**Exercise prompt:** The response must contain every line from the records below that has "office".

**Material provided:**
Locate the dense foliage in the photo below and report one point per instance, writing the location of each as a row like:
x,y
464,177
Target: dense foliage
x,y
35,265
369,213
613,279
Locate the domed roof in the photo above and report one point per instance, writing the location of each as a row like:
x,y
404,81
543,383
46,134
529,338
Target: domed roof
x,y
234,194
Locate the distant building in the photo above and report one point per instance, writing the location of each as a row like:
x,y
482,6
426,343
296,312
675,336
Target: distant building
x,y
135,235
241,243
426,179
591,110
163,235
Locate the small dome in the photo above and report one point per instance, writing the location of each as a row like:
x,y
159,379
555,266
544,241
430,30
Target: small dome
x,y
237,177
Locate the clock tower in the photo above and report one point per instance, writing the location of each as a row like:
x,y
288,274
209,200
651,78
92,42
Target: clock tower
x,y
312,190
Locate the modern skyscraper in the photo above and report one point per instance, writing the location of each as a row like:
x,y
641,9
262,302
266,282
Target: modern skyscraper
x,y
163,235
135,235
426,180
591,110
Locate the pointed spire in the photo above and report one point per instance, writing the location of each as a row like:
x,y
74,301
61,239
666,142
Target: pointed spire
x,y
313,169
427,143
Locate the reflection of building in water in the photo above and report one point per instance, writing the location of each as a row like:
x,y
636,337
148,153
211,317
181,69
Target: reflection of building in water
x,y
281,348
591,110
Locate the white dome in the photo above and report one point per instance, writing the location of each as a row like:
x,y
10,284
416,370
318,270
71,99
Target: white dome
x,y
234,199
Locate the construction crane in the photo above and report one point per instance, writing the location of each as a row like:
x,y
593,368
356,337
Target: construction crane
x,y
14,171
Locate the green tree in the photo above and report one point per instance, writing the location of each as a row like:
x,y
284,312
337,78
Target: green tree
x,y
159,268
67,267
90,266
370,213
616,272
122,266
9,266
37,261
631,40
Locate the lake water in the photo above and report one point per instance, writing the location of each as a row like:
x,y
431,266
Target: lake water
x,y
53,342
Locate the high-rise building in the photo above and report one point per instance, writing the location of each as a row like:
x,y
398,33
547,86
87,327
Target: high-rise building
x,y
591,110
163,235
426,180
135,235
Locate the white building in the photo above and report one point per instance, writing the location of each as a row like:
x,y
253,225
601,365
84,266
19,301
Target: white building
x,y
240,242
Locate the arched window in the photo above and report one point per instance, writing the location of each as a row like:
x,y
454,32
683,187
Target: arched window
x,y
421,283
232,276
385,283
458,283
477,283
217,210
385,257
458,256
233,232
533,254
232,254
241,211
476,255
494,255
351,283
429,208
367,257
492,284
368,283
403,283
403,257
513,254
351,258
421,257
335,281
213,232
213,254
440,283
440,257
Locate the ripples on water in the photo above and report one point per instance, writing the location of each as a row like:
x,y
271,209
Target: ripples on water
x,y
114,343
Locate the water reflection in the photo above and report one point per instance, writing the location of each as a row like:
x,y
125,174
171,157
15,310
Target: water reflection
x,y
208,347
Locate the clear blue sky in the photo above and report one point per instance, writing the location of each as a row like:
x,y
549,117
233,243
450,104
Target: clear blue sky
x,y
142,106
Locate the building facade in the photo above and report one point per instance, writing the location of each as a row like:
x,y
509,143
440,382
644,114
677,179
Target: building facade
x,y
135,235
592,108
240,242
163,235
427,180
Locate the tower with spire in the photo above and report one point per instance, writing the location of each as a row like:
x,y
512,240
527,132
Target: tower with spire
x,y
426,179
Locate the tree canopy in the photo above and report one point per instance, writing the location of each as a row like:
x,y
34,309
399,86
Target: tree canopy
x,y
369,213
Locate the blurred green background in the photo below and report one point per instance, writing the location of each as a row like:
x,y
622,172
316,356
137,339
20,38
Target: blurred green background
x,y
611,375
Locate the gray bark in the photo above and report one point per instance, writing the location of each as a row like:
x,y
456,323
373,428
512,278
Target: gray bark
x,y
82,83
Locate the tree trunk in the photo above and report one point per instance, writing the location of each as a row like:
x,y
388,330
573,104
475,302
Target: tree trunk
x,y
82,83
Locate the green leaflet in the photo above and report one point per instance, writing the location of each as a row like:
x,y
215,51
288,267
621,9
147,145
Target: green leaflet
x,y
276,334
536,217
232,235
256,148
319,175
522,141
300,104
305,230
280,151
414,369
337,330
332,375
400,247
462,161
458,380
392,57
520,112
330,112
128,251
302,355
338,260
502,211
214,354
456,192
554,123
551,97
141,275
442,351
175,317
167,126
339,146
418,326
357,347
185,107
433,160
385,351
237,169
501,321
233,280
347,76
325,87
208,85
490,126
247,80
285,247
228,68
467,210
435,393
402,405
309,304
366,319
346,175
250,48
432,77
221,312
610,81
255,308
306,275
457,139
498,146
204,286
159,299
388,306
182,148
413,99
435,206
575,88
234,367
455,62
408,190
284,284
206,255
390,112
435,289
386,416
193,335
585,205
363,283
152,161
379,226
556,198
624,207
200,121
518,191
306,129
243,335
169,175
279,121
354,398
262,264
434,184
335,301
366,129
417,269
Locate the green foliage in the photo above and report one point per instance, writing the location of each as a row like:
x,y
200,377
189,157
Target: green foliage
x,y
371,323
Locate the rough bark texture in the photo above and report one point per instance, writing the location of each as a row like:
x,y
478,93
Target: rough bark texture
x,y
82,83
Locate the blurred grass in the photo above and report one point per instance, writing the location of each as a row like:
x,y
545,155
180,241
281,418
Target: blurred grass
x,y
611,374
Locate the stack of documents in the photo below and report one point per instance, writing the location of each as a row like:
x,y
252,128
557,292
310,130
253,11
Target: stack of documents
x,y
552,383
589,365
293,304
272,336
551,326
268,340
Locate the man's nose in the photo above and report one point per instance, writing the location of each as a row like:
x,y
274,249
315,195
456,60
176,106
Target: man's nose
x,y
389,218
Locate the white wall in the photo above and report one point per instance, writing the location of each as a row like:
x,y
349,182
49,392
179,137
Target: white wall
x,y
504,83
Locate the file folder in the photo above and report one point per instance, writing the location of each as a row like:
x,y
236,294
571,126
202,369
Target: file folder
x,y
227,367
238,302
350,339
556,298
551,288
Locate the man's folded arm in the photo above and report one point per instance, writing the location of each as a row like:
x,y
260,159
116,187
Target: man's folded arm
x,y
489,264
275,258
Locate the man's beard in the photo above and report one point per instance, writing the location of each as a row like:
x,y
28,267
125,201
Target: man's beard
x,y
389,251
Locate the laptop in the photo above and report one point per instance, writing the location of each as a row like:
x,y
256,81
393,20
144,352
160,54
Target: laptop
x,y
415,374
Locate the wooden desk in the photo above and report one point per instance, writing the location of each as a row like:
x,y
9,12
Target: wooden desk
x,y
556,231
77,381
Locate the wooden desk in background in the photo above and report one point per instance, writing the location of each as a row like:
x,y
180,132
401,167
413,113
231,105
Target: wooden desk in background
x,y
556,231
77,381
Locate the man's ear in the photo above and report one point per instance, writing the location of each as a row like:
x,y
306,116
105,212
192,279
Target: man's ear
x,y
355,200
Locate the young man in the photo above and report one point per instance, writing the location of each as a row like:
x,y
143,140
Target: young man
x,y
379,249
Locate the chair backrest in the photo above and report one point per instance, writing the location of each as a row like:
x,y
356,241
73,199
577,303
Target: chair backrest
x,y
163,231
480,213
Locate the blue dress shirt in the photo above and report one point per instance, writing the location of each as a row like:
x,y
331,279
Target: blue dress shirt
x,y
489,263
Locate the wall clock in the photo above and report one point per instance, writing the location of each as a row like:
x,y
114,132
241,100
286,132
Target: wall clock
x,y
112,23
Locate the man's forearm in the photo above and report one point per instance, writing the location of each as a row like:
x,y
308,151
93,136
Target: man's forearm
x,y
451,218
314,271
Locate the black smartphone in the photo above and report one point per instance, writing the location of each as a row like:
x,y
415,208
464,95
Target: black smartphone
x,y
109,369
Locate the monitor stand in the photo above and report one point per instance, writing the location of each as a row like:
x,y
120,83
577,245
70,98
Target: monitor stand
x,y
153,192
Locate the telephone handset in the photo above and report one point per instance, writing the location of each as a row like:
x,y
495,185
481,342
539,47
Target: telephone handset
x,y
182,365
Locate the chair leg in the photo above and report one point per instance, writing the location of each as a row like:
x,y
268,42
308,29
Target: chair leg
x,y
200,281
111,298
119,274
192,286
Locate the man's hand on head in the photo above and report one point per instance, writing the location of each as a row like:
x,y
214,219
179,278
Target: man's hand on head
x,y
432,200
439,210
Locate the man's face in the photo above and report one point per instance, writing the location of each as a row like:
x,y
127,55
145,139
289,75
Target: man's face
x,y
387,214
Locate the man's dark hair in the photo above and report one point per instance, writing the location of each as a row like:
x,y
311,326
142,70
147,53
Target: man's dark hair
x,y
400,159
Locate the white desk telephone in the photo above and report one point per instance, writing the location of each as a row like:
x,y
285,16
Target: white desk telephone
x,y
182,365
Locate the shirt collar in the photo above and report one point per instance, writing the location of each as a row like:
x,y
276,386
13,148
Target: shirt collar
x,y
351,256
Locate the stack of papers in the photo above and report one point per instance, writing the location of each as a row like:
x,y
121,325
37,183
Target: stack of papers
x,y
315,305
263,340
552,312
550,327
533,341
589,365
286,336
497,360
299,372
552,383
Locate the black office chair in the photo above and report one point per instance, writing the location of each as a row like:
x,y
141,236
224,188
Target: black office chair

**Task solution:**
Locate the black office chair in the photo above and report one point per instance, writing the location of each as a row like:
Target: black office chair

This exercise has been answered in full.